───── Material da tarefa ─────
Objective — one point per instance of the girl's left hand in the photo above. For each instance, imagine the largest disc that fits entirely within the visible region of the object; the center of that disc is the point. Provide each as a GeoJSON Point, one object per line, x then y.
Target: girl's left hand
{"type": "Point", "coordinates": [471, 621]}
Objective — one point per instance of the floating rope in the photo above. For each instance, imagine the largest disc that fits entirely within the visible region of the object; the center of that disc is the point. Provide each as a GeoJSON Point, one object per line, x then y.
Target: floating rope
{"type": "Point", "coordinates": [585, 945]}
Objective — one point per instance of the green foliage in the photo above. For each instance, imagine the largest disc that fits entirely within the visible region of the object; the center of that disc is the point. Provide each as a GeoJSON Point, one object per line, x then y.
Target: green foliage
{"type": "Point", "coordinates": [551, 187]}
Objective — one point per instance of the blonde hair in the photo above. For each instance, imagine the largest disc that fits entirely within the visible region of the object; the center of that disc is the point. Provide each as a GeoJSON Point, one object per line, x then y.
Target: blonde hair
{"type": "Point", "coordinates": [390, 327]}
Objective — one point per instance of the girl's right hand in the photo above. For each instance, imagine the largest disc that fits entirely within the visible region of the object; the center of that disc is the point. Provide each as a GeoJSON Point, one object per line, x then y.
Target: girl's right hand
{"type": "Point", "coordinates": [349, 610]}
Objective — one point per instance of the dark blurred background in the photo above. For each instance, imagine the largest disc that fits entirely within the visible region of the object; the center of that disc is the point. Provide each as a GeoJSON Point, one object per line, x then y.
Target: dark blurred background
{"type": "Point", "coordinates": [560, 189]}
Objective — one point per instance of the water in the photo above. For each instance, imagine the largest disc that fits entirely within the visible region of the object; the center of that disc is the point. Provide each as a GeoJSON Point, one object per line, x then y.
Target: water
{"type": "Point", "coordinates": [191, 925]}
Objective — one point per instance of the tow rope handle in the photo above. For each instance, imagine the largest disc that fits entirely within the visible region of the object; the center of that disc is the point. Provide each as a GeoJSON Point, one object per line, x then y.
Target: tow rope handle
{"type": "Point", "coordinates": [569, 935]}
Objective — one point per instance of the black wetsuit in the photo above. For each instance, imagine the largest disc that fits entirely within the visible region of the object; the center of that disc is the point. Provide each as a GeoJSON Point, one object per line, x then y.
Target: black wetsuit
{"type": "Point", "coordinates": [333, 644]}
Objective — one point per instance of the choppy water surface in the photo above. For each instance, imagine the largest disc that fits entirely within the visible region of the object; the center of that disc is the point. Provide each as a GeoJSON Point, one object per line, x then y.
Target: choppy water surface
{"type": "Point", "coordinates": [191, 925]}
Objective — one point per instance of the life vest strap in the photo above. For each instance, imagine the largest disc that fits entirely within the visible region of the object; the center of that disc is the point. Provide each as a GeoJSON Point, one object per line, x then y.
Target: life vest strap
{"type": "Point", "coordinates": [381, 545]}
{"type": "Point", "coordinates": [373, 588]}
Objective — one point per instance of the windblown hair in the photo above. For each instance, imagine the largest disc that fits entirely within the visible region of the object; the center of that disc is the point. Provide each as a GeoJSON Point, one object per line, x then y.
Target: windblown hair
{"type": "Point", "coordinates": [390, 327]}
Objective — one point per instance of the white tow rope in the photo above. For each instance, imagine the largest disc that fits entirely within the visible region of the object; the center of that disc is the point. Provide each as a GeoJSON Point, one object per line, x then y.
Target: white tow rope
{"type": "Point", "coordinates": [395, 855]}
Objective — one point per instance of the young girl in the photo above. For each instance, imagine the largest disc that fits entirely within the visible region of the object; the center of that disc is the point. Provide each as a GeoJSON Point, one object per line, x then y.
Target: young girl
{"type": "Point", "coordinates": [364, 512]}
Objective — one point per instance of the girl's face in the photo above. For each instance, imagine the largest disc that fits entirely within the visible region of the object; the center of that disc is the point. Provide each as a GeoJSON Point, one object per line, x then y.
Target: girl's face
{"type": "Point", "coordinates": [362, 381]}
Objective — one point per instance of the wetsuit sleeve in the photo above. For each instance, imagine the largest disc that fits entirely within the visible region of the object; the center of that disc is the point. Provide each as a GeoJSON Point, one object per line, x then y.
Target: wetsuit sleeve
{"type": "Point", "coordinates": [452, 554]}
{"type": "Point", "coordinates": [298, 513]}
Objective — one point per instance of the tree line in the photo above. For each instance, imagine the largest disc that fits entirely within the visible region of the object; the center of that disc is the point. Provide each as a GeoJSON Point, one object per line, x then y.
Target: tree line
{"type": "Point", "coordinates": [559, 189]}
─────
> [Instruções do exercício]: Apresente todo o material acima como uma tabela Markdown com as colunas "Nº" e "Linha". Cada linha do material deve ocupar uma linha da tabela, com seu número sequencial, e as linhas em branco devem ser omitidas.

> [Problema resolvido]:
| Nº | Linha |
|---|---|
| 1 | Objective — one point per instance of the girl's left hand in the photo above. For each instance, imagine the largest disc that fits entirely within the visible region of the object; the center of that disc is the point. Provide each as a GeoJSON Point, one object per line, x then y. |
| 2 | Target: girl's left hand |
| 3 | {"type": "Point", "coordinates": [471, 621]} |
| 4 | Objective — one point per instance of the floating rope in the photo above. For each instance, imagine the largest disc that fits entirely within the visible region of the object; the center of that disc is the point. Provide each as a GeoJSON Point, one object per line, x then y. |
| 5 | Target: floating rope |
| 6 | {"type": "Point", "coordinates": [585, 945]} |
| 7 | Objective — one point per instance of the green foliage in the photo above. For each instance, imagine the largest disc that fits entirely within the visible region of the object; the center of that disc is the point. Provide each as a GeoJSON Point, one object per line, x then y. |
| 8 | Target: green foliage |
| 9 | {"type": "Point", "coordinates": [551, 187]} |
| 10 | Objective — one point per instance of the blonde hair in the photo above. For each instance, imagine the largest disc that fits entirely within the visible region of the object; the center of that disc is the point. Provide each as a GeoJSON Point, one object per line, x then y. |
| 11 | Target: blonde hair |
| 12 | {"type": "Point", "coordinates": [390, 327]} |
| 13 | Objective — one point per instance of the girl's right hand in the photo above. For each instance, imagine the largest disc that fits entirely within the visible region of the object; the center of that disc is the point. Provide each as a GeoJSON Point, one object per line, x then y. |
| 14 | Target: girl's right hand |
| 15 | {"type": "Point", "coordinates": [349, 610]} |
| 16 | Objective — one point per instance of the dark blurred background in the photo above. For each instance, imagine the largest disc that fits entirely within the visible region of the object; the center of that disc is the point. Provide each as a GeoJSON Point, one object per line, x then y. |
| 17 | Target: dark blurred background |
| 18 | {"type": "Point", "coordinates": [560, 189]} |
| 19 | Objective — one point per instance of the water in the photo above. For each instance, imagine the largest disc that fits entirely within the visible region of the object; the center of that disc is the point. Provide each as a GeoJSON Point, one object per line, x then y. |
| 20 | Target: water |
| 21 | {"type": "Point", "coordinates": [191, 925]} |
| 22 | Objective — one point per instance of the tow rope handle in the photo above. For each instance, imagine the largest disc that fits entirely within the visible region of the object; the center of that disc is the point. Provide each as a GeoJSON Point, one object per line, x then y. |
| 23 | Target: tow rope handle |
| 24 | {"type": "Point", "coordinates": [569, 935]} |
| 25 | Objective — one point per instance of the black wetsuit in the photo above. For each instance, imagine the largest disc that fits entirely within the visible region of the object; the center of that disc is the point. Provide each as a GeoJSON Point, one object per line, x then y. |
| 26 | Target: black wetsuit |
| 27 | {"type": "Point", "coordinates": [333, 644]} |
| 28 | Objective — one point per instance of the choppy water surface in the photo above. For each instance, imagine the largest disc that fits entirely within the visible region of the object; the center of that disc is the point. Provide each as a GeoJSON Point, one object per line, x then y. |
| 29 | Target: choppy water surface |
| 30 | {"type": "Point", "coordinates": [191, 925]} |
| 31 | Objective — one point per instance of the life vest strap in the photo above. For each instance, imagine the largest disc that fits entirely within the visible region of the object; the center of that disc is the point. Provide each as a GeoJSON Point, one object per line, x then y. |
| 32 | Target: life vest strap |
| 33 | {"type": "Point", "coordinates": [381, 545]} |
| 34 | {"type": "Point", "coordinates": [373, 588]} |
| 35 | Objective — one point per instance of the windblown hair in the photo above. For each instance, imagine the largest disc that fits entirely within the visible region of the object; the center of that disc is the point. Provide each as a GeoJSON Point, one object per line, x then y. |
| 36 | Target: windblown hair |
| 37 | {"type": "Point", "coordinates": [390, 327]} |
| 38 | Objective — one point per instance of the white tow rope in the photo above. For each instance, imagine the largest disc that fits entirely within the visible region of the object; the center of that disc is the point. Provide each as a GeoJSON Point, one object per line, x then y. |
| 39 | Target: white tow rope |
| 40 | {"type": "Point", "coordinates": [395, 855]} |
| 41 | Objective — one point per instance of the young girl in the photo above. For each instance, imagine the largest disc that fits entirely within the visible region of the object; the center of that disc is the point. Provide each as a GeoJSON Point, one object per line, x then y. |
| 42 | Target: young girl |
| 43 | {"type": "Point", "coordinates": [364, 512]} |
| 44 | Objective — one point per instance of the girl's face in the photo above. For each instance, imagine the largest disc that fits entirely within the visible region of the object; the center of that disc is the point. Provide each as a GeoJSON Point, one object per line, x then y. |
| 45 | Target: girl's face |
| 46 | {"type": "Point", "coordinates": [362, 381]} |
| 47 | Objective — one point per instance of the wetsuit sleeve in the photo above. For each instance, imagine the largest disc that fits entirely within the visible region of the object; the center of that disc is the point. Provide each as a GeoJSON Point, one object per line, x then y. |
| 48 | Target: wetsuit sleeve |
| 49 | {"type": "Point", "coordinates": [452, 554]} |
| 50 | {"type": "Point", "coordinates": [298, 513]} |
| 51 | Objective — one point per instance of the tree line in the photo above. For each instance, imagine the largest disc that fits entirely within the visible region of the object; the center of that disc is the point. Provide each as a GeoJSON Point, one object per line, x then y. |
| 52 | Target: tree line |
| 53 | {"type": "Point", "coordinates": [559, 189]} |